*TEXT FOR ANALYSIS*
++++++++++
Eulogy for Oscar

Tuesday, September 08, 2009

Oscar Esparza

(May 30, 1992-Aug 8, 2009)


In the final minutes of his life, driving a car that had been stolen at gun-point just eleven hours earlier, Oscar raced ahead of a pursuing police officer. Running through a stop sign at perhaps 90 mph, he collided with a family of seven in a pickup, sending both vehicles flying into an orange orchard. All five children in the pickup died, as did Oscar and two friends riding with him in the stolen car. Oscar was 17. I had not seen him in two years. For that last meeting, I’d waited in a visiting room at juvenile hall while officers marshaled in a line of hardened teens. Oscar was polite and friendly, but kept his emotions well guarded. At the end he thanked me for coming and took his place in line to march out. I cared about Oscar, had long feared that it might end as it did, and hoped fervently that it wouldn’t. I cannot make excuses for Oscar: what he did is inexcusable. At best I can offer his story.


I took this smiling picture of Oscar eight years ago, on the day I met him. As a third grade teacher, I decided I wanted to meet every student in my class before the first day of school. I called him on the telephone and invited myself to his home. We had a good time. I met his two older brothers, two younger brothers, two younger sisters, mother, and the mother’s boyfriend. Oscar was a handsome kid, but I recognized that, even as a nine-year old, life had not been easy for Oscar, nor would he be easy to have in class. Walking back to my car, I stopped to talk to a student I’d taught the previous year. He told me that Oscar had stolen his bicycle, and after the police returned it, Oscar stole it again.


I had a special reason to spend time with Oscar. During the previous year, I had been asking God for one troubled boy I could come alongside and try to point in a more positive direction. I had read that when the Department of Corrections wants to predict how many prison beds will be needed down the line, they look at how many third grade boys are reading below grade-level today. Each year, I could look around my third grade classroom and see eight or ten boys reading below grade-level, some of them quite far below. At that time, 93% of all incarcerated adults were males, most of them still comparatively young. I’d read that 95% of them had no positive relationship with a father-figure, nor had ever had one. I could look around my classroom and see five or six boys in that situation. I attended a presentation on how to pick an individual to pour your life into, and came away with three principles: a) pick someone who is open, b) pick someone well-known in the community [whether famous or infamous], and then, c) wait for God’s supernatural confirmation.


For a year, I had watched and prayed. I spent extra time with a couple of boys, and then met Oscar. He was open. He was “the worst boy in the whole class” and next-younger brother to “the worst boy in the whole school.” After school hours, Oscar and I began meeting for a session that doubled as one-on-one reading lesson and Bible study. My principal approved as long as I took it off-campus. I began to see the kind of coincidences that point to supernatural confirmation.


Early on, I began to focus our Bible study on the problem of anger. Oscar had many reasons to be angry. Anger is the human response when something has not been fair, and life was never fair to Oscar. But anger did not serve Oscar well. When life has been unfair, anger is often Satan’s way to take away whatever we have left. Often, it even destroys what good things others have.
++++++++++
*ASSIGNMENT 1*
From the eulogy, list the three principles the writer took away from the presentation on picking an individual to pour your life into.
*ASSIGNMENT 2*
Summarize the eulogy in two sentences.
*ASSIGNMENT 3*
Answer these questions using the eulogy:
(a) How old was Oscar when he died?
(b) What percentage of all incarcerated adults were males at that time?
(c) On what condition did the principal approve the after-school sessions?
The listing has no connection to the eulogy.

(Data drawn from a collection)
++++++++++
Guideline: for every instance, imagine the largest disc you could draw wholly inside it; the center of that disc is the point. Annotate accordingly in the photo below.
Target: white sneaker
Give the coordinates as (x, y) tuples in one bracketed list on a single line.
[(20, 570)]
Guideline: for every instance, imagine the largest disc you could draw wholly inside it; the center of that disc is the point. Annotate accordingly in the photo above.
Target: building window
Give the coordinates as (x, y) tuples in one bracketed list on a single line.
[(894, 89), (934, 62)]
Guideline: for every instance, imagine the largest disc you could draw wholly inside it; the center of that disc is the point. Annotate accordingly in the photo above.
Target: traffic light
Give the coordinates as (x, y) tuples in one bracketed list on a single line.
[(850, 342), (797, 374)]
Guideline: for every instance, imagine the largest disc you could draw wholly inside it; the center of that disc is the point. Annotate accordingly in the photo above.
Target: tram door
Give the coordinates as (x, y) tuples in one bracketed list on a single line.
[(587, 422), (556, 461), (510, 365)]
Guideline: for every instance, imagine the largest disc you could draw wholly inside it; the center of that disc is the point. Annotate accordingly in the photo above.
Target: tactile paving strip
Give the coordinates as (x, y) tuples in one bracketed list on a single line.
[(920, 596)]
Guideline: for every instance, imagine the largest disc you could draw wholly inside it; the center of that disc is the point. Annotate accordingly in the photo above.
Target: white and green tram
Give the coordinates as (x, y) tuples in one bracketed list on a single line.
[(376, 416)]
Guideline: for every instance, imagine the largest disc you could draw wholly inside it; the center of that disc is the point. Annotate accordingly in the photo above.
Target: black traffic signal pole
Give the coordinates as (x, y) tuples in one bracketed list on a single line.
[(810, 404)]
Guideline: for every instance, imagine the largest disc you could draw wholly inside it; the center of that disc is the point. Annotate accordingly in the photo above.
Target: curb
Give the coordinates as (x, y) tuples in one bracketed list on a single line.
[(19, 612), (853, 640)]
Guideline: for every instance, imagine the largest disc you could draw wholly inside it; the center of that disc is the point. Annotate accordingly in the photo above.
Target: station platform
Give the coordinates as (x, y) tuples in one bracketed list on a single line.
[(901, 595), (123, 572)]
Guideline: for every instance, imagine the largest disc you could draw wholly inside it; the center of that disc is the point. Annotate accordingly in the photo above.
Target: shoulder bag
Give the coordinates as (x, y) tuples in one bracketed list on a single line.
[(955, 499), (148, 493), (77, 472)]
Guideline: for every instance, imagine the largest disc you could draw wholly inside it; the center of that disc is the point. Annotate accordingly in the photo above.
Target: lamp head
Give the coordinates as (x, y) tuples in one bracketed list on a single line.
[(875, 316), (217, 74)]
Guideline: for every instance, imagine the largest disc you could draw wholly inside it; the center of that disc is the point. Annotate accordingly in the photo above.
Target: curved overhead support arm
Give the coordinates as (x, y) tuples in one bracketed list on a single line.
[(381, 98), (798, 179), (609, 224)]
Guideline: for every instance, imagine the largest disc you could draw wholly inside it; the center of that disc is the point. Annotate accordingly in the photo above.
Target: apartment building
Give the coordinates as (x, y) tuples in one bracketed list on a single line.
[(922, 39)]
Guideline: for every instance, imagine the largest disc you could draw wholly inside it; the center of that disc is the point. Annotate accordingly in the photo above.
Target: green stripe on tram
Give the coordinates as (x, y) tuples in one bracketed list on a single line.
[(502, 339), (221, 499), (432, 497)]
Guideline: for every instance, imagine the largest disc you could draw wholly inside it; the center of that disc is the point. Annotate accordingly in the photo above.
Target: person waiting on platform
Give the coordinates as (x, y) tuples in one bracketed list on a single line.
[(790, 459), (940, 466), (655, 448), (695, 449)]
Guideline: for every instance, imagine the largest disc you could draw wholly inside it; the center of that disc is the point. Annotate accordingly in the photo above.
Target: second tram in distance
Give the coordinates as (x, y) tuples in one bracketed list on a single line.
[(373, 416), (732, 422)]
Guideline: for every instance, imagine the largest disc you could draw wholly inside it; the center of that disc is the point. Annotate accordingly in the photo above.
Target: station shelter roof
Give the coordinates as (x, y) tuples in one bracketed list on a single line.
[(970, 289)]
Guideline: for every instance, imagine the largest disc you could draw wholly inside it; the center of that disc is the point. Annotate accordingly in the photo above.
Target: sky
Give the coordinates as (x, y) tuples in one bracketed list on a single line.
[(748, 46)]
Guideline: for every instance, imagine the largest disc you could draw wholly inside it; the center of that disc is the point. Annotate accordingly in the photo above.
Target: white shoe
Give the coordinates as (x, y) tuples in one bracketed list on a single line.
++++++++++
*TASK SOLUTION 1*
1. Pick someone who is open.
2. Pick someone well-known in the community, whether famous or infamous.
3. Wait for God's supernatural confirmation.

*TASK SOLUTION 2*
Oscar Esparza, 17, died with two friends and five children from another family when the car he was driving, stolen at gunpoint, hit their pickup while he was fleeing a police officer. The writer, who had been his third grade teacher, offers Oscar's story without excusing it and describes choosing him as a troubled boy to mentor, meeting him after school for reading lessons and Bible study that came to focus on anger.

*TASK SOLUTION 3*
(a) 17
(b) 93%
(c) The writer had to take them off-campus.